** Your task **
Transcribe every line of the listing below without any deviation.

___ Supplied information

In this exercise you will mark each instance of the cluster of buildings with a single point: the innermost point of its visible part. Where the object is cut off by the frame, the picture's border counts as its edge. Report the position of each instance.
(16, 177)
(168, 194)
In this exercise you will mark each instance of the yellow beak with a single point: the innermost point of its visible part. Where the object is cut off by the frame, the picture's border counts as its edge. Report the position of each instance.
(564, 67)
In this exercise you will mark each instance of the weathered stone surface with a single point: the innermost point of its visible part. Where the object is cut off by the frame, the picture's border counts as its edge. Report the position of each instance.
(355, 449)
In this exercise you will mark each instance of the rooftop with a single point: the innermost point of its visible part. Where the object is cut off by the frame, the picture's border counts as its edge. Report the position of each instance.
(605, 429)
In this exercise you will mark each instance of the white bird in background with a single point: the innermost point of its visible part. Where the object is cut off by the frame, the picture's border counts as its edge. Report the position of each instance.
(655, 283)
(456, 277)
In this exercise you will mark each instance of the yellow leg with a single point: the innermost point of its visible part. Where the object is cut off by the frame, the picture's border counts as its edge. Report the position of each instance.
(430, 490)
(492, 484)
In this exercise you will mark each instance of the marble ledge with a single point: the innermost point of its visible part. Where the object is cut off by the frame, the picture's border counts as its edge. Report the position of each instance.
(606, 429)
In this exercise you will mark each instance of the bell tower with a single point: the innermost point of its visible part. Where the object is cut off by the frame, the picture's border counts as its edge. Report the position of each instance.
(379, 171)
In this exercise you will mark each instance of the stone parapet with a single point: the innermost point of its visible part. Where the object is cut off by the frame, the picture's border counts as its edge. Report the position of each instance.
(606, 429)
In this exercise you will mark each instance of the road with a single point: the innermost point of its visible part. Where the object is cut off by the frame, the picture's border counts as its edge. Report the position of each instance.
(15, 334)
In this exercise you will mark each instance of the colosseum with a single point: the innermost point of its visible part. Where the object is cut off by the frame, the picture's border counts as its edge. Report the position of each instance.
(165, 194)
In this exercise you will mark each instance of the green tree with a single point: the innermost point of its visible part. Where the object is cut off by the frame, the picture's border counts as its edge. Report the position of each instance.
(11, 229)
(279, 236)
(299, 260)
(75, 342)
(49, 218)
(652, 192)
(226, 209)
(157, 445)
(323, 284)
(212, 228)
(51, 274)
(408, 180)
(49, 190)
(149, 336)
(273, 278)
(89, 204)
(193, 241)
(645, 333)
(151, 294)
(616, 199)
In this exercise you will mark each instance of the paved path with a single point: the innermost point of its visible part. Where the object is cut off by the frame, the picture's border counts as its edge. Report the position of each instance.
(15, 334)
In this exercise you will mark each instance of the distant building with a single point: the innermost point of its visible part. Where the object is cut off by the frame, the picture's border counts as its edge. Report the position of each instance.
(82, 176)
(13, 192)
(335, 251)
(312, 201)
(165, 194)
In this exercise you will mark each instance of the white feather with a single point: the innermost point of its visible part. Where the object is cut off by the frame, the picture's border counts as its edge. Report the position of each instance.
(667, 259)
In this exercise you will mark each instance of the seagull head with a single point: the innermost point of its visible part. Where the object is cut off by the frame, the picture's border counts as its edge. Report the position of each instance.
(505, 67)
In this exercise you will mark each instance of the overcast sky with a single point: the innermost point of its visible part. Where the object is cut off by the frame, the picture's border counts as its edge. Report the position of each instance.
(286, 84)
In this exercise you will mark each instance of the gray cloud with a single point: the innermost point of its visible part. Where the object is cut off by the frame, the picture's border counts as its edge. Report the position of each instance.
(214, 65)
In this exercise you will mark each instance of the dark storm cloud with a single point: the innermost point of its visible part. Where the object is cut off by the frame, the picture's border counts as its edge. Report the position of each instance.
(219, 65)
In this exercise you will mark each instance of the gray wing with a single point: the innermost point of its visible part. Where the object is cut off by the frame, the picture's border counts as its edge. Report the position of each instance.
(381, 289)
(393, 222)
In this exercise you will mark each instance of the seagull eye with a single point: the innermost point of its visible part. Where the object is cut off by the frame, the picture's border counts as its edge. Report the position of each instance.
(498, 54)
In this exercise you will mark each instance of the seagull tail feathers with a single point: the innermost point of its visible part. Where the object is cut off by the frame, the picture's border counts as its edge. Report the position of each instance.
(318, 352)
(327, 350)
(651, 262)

______

** Task output **
In this exercise you will mark each instance of the cluster of buildings with a single point: the innermost point of its visible part. Where the object is cut off by the frame, the picture's border counts as its edge. Report the position of each instance.
(16, 177)
(168, 194)
In this exercise you will mark each instance of the yellow beak with a single point: the innermost point of its visible part. Where the object is cut off by the frame, the picture's border counts as its edge. Report the position of each instance.
(564, 67)
In this exercise you will mark each instance of the weathered stone surface with a single point: the innermost point of its visible part. Where the object is cut off by the frame, the picture's border counts as its edge. Report the position of each instance.
(355, 449)
In this exercise you will mark each instance of the rooftop with a single point: the innermost point of its visible part. Where the object is cut off by the frame, the picture's border counts as its edge. Report the position of each instance.
(605, 429)
In this exercise you will mark each instance of the white bird in background with a single point: the innermost point of its visible part. Where the object is cut off by the frame, the picture's border counts as its edge. Report the position of each instance.
(655, 283)
(456, 277)
In this exercise you will mark each instance of the yellow leg with a single point: the innermost point of its visible part. Where the object is cut off by the frame, the picture's border counts as its edge. Report the position of each instance.
(430, 490)
(492, 484)
In this exercise you will mark each instance of the marble ledge with a single point: the innermost point of its visible part. Where the object is cut off by the frame, the picture's border counts as its edge. Report the position of each instance.
(606, 429)
In this exercise you will mark each instance of the bell tower with a single point: the innermost point of its visible part. Where the object is cut off by the frame, the picture's border counts as its edge. Report the position of each instance.
(379, 171)
In this exercise you will mark each instance of the stone parapet with a single point: the innermost point of its visible part. Where the object is cut off by the frame, the picture's border counts as its edge. Report the position of each instance.
(606, 429)
In this exercise you will mark each instance of the road with a single point: the innermost point of its visible part. Where the object is cut off by the frame, the picture's border counts as its edge. Report the position of each instance.
(15, 334)
In this exercise you will mark each instance of the colosseum with a single point: the innermost point of its visible part. Where the object is cut off by the frame, the picture's border counts as its edge. Report the position of each instance.
(165, 194)
In this exercise you will mark each instance of the green tree with a single point: the innermost point of its visible part. Where the object is cut off by the frame, the picture's border counts as its edge. Report the position of each instance.
(11, 229)
(279, 236)
(299, 260)
(75, 342)
(49, 218)
(652, 192)
(226, 209)
(157, 445)
(323, 284)
(212, 228)
(51, 274)
(408, 180)
(49, 190)
(149, 336)
(273, 278)
(89, 204)
(193, 241)
(645, 333)
(151, 294)
(616, 199)
In this exercise you will mark each instance of the paved path with a single point: the innermost point of its visible part. Where the object is cut off by the frame, the picture's border counts as its edge. Report the position of each instance.
(15, 334)
In this exercise you will mark each instance of the distant building with a single point: the innermost point of its visible part. Where the object is cut off by the frame, the picture's border counts as its edge. Report the position of each instance.
(82, 176)
(13, 192)
(335, 251)
(312, 201)
(165, 194)
In this exercise you will mark each instance of the white feather with a single point: the innermost point of its visible part. Where the object is cut off by the frame, the picture's border counts as its edge. Report the position of each instance.
(667, 259)
In this exercise you will mark each instance of the seagull head with a single point: the innermost point of its visible part. Where the object is cut off by the frame, the picture's border counts as its edge. Report the position of each instance.
(505, 67)
In this exercise you will mark each instance of the overcast sky with a single point: the innermost point of its visible part. Where the object is cut off by the frame, the picture's border counts as its edge. Report the position of each instance.
(286, 84)
In this exercise you will mark each instance of the gray cloud with a single point: the innermost point of its visible part. Where the object is cut off by the frame, the picture's border counts as its edge. Report the position of each instance.
(214, 65)
In this exercise you will mark each instance of the dark storm cloud with a single point: the innermost point of its visible part. Where the object is cut off by the frame, the picture's border counts as its edge. Report the position of each instance.
(219, 65)
In this exercise you will mark each instance of the gray wing with a single point: the innermost point of its visible part. Where the object is cut off by the frame, the picture's border counts as its edge. Report the position of each instance.
(381, 289)
(393, 222)
In this exercise you will mark each instance of the seagull eye with a single point: the innermost point of its visible part. Where the object is cut off by the frame, the picture's border counts as its edge. Report the position of each instance.
(498, 54)
In this exercise you will mark each instance of the seagull tail feathers with a single point: the innermost point of its visible part. Where the object is cut off by the frame, the picture's border counts as its edge. Report the position of each instance.
(318, 352)
(327, 350)
(651, 262)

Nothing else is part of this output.